## Source passage
• • •

# Pompano Success on Fly



## SupremeHair (Mar 8, 2014)

Some of our guys from Easternshore Fly Fishers got hot on Pompano last weekend during our Spring outing. I posted some of these pics as a reply in another thread but thought they were worth a thread... unless you object to pomp porn:shifty: Those are three different stringers - 20 pompano landed but Alabama has 3 fish limit. Let 9 go to fight another day.


----------



## countryjwh (Nov 20, 2007)

Yep. That's awesome


----------



## wtbfishin (Dec 2, 2011)

That's a heck of a catch for sure :thumbsup:. We're the fish sighted or blind casting?


----------



## LIM-IT-OUT (Aug 26, 2014)

Very cool and nice haul


----------



## SupremeHair (Mar 8, 2014)

wtbfishin said:


> That's a heck of a catch for sure :thumbsup:. We're the fish sighted or blind casting?


All blind casts while wading. A couple were hooked while casting at cruzing rays... pompano will follow them.


----------



## Sunshine17 (Dec 11, 2009)

I bet they are an awesome fight on a fly rod. Great report and pics. What were you trying to imitate with the flys? I couldent really tell from the pic.

• • •

## Dataset extract

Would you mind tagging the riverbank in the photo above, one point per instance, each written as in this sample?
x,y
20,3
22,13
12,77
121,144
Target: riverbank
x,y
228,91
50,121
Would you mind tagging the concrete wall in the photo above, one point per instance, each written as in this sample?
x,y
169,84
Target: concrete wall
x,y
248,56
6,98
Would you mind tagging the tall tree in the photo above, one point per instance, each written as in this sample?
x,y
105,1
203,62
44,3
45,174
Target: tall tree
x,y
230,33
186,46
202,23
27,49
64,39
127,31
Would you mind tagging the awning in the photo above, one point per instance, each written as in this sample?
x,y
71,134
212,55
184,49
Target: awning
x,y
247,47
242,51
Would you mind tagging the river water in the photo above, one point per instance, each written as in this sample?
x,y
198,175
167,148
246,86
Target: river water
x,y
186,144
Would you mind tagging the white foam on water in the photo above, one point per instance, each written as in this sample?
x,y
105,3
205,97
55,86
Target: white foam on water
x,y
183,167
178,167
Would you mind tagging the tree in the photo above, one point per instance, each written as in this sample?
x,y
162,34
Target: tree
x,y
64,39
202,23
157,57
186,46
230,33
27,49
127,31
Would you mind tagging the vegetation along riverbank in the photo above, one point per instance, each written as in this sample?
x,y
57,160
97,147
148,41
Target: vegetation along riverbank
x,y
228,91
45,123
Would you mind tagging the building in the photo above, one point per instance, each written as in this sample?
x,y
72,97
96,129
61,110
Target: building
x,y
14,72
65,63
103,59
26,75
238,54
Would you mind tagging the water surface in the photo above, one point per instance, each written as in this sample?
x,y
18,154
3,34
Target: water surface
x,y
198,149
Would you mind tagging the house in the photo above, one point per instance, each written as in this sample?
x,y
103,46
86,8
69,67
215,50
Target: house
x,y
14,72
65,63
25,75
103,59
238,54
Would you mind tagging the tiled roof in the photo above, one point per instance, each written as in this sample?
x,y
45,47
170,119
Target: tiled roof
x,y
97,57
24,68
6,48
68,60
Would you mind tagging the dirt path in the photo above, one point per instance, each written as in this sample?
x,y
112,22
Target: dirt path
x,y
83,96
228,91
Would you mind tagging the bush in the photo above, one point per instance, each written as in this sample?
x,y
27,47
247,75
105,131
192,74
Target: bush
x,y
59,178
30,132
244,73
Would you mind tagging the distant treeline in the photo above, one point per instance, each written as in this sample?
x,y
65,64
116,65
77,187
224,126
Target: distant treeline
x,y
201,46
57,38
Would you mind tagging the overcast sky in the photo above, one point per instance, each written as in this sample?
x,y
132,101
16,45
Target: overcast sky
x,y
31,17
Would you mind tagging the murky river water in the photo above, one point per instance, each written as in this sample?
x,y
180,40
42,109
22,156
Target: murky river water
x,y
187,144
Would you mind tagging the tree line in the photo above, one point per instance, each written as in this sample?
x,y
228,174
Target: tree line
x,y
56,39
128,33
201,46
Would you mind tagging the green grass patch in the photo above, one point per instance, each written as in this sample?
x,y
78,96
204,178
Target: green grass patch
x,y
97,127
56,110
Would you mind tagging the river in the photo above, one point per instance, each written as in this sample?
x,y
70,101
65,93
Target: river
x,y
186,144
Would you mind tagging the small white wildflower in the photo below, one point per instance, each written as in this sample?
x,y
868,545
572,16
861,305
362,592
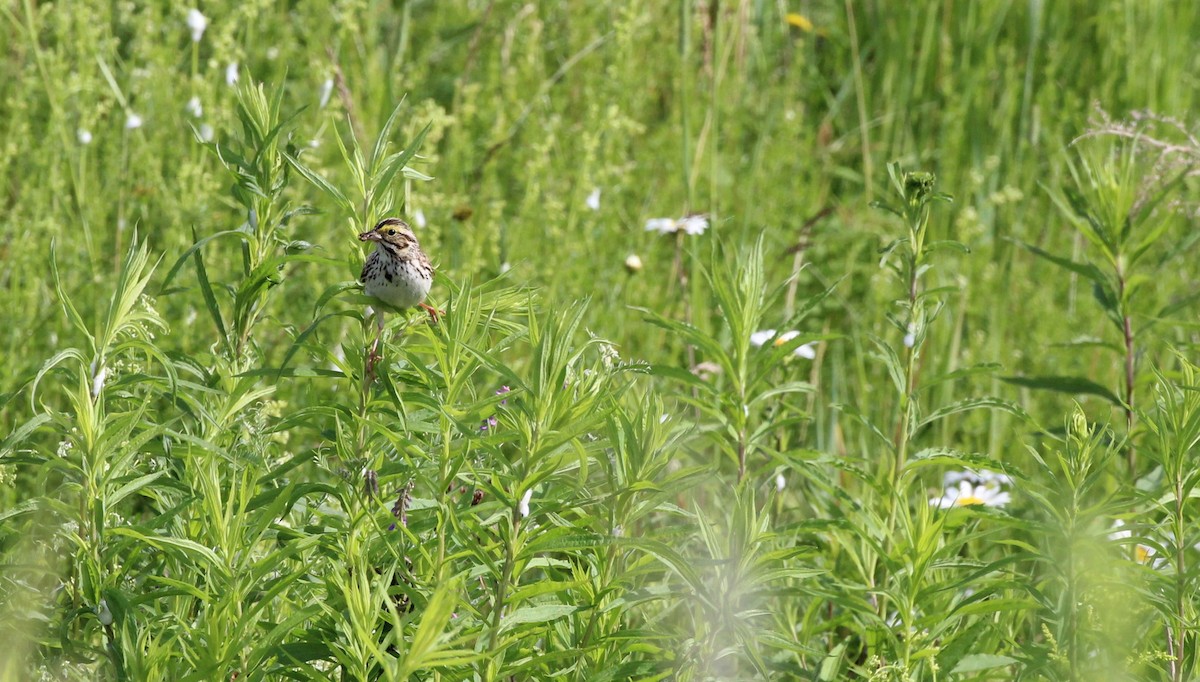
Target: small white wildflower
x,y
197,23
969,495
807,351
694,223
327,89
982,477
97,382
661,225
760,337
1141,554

• • •

## What this exercise asks
**a)** Change "stringers" to "coolers" in the pompano fly-fishing thread, rewriting it from "# Pompano Success" up to and including "fight another day.".
**b)** Write what comes next in the pompano fly-fishing thread, picking up after its final sentence.
The listing above comes from a separate source, not from the pompano fly-fishing thread.

## Exercise answers
**a)**
# Pompano Success on Fly



## SupremeHair (Mar 8, 2014)

Some of our guys from Easternshore Fly Fishers got hot on Pompano last weekend during our Spring outing. I posted some of these pics as a reply in another thread but thought they were worth a thread... unless you object to pomp porn:shifty: Those are three different coolers - 20 pompano landed but Alabama has 3 fish limit. Let 9 go to fight another day.

**b)**
----------



## wtbfishin (Dec 2, 2011)

SupremeHair said:


> All blind casts while wading. A couple were hooked while casting at cruzing rays... pompano will follow them.


Never picked one off a Ray that's interesting as I always throw at rays just for target practice. Picked up a little guy little over legal this morning so I counting it .


----------



## SupremeHair (Mar 8, 2014)

wtbfishin said:


> Never picked one off a Ray that's interesting as I always throw at rays just for target practice. Picked up a little guy little over legal this morning so I counting it .


Congrats - any pomp on fly is a good one. Nice Pic!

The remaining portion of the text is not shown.